# Work to complete:
a – Please rewrite the treehouse passage between "His dream needed" and "bumper came off.", inclusive, swapping "brothers" for "cousins".
b – Write the next part of the treehouse passage, starting after its last sentence.

# Text segment:

The weather cleared as simultaneously my father’s health faded. His cancer relapsed and he was sidelined with a series of doctor’s appointments, hospitalizations and treatment courses. He hung on to that hope of getting the treehouse going by summer, still thinking it through in his mind, still evaluating what he would need to buy to supplement the materials already gathered and piled beneath the tree. In the mean time he lost physical strength day by day.
His dream needed to proceed as he fought his battle, so I borrowed library books on treehouses, and hired two college age brothers who lived down the road to get things started. I figured if my dad got well enough to build again, at least the risky stuff could be already done by the young guys. These brothers took their job very seriously. They pored over the books, took my dad’s plans, worked through the details and started in. They shinnied up the tree, put up pulleys on the high branches and placed the beams, hoisting them by pulling on the ropes with their car bumper. It was working great until the car bumper came off.
I kept my dad updated long distance with photos and stories. It was a diversion for him, but the far off look in his eye told me he wasn’t going to be building anything in this world ever again. He was gone by July. The treehouse was done a month later. It was everything my dad had dreamed of, and more. It had a deck, a protective railing, a trap door, a staircase. We had a open tree celebration and had 15 neighbors up there at once. I’m sure dad was sipping lemonade with us as well, enjoying the view.

# Source information:
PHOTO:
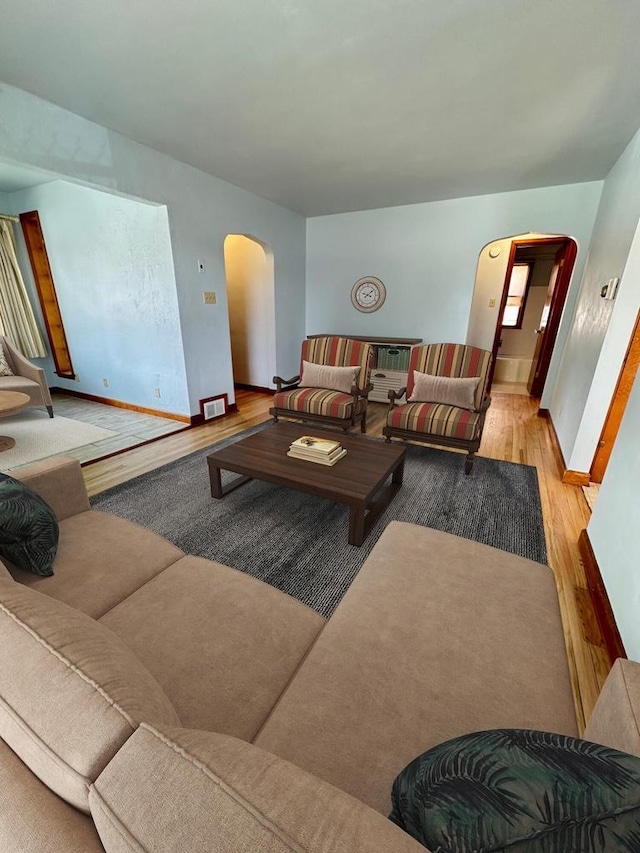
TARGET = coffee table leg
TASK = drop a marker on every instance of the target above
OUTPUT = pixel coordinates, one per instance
(398, 474)
(362, 519)
(216, 482)
(356, 526)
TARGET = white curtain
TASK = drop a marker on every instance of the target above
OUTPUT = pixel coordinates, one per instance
(17, 321)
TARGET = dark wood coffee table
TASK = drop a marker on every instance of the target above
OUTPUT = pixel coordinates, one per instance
(358, 480)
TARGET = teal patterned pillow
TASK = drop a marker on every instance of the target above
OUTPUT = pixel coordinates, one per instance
(519, 791)
(28, 528)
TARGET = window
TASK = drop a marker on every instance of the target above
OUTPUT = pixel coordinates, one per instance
(517, 296)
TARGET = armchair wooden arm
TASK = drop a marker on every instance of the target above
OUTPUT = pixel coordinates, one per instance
(395, 395)
(285, 384)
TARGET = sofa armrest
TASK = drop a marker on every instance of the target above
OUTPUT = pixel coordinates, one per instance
(60, 482)
(615, 720)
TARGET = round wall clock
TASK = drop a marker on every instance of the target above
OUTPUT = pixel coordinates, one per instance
(368, 294)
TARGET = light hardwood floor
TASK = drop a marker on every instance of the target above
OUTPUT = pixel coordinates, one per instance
(513, 432)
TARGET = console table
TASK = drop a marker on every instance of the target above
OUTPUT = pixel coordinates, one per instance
(391, 363)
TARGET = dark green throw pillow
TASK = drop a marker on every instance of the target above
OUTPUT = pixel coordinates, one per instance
(28, 528)
(519, 791)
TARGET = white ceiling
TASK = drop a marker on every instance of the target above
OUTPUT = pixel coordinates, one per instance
(335, 105)
(13, 178)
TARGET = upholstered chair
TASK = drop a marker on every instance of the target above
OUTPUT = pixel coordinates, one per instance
(446, 398)
(333, 384)
(18, 374)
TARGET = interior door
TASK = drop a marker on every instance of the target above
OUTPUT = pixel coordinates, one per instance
(542, 327)
(558, 285)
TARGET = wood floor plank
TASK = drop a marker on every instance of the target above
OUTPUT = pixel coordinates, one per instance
(514, 432)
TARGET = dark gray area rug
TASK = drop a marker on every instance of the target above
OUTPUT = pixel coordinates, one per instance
(298, 542)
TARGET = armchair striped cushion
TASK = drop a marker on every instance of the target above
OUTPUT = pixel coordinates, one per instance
(322, 404)
(455, 360)
(339, 352)
(435, 418)
(441, 423)
(317, 401)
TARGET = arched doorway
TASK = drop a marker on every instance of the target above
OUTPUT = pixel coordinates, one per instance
(249, 271)
(520, 290)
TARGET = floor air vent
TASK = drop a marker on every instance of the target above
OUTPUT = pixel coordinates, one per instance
(214, 408)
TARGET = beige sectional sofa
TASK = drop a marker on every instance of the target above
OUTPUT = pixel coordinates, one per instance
(155, 701)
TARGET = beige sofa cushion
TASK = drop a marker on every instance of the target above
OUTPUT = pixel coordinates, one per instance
(436, 637)
(71, 693)
(101, 560)
(176, 789)
(615, 720)
(35, 820)
(222, 644)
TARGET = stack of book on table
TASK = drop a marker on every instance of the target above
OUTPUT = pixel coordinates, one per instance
(324, 451)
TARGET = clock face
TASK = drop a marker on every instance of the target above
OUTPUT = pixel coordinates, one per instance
(368, 294)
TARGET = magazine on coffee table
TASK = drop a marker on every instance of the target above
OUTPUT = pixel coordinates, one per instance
(311, 444)
(318, 458)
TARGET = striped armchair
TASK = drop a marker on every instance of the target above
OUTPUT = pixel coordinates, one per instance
(437, 414)
(325, 404)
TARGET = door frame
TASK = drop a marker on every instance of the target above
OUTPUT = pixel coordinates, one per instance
(557, 301)
(618, 403)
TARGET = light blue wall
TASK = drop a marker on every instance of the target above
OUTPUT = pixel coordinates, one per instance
(111, 263)
(600, 329)
(426, 254)
(202, 210)
(614, 530)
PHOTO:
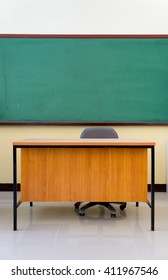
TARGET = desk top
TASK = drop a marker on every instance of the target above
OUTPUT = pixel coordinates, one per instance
(83, 142)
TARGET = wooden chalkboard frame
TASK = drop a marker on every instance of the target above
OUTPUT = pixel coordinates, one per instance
(138, 36)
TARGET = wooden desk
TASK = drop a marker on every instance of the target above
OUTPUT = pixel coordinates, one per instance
(83, 170)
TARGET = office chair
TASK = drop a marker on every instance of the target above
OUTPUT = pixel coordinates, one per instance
(99, 132)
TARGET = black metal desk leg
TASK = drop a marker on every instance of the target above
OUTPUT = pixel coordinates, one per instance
(152, 188)
(14, 189)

# Responses for each task:
a –
His dream needed to proceed as he fought his battle, so I borrowed library books on treehouses, and hired two college age cousins who lived down the road to get things started. I figured if my dad got well enough to build again, at least the risky stuff could be already done by the young guys. These cousins took their job very seriously. They pored over the books, took my dad’s plans, worked through the details and started in. They shinnied up the tree, put up pulleys on the high branches and placed the beams, hoisting them by pulling on the ropes with their car bumper. It was working great until the car bumper came off.

b –
Now all these years later, the treehouse is tilting on its foundation as a main weight bearing branch is weakening. We’ve declared it condemned, not wanting to risk an accident. It remains a daily reminder of past dreams fulfilled and unfulfilled as I look out my window. Much like my father’s body, the old walnut tree is weakening, hanging on by the roots, but its muscle strength is failing. It will, sometime, come down in one of our frequent fierce windstorms, just as its nearby partner did a few years ago.
The treehouse dream branched out in another way. One of the construction team brothers decided to try building his own as a place to live in his woods, using a Douglas Fir tree as the center support and creating an octagon, two stories, 30 feet off the ground. He worked on it for two years and moved in, later marrying someone who decided a treehouse was just fine with her, and for 16 years, they’ve raised five children there. The treehouse kids are old enough to come work for me on our farm, a full circle feeling for me. This next generation is carrying on a Swiss Family Robinson dream that began in my father’s mind and our front yard.
I still have a whole list full of dreams myself, some realized and some deferred by time, resources and the limits of my imagination. I feel the clock ticking too, knowing that the years and the seasons slip by me faster and faster. It would be a blessing to me to see others live out the dreams I have held so close.
Like my father, I will some day teeter in the wind like our old tree, barely hanging on. When ready to fall to the ground, I’ll reach out with my branches and hand off my dreams too. The time will have come to let them go.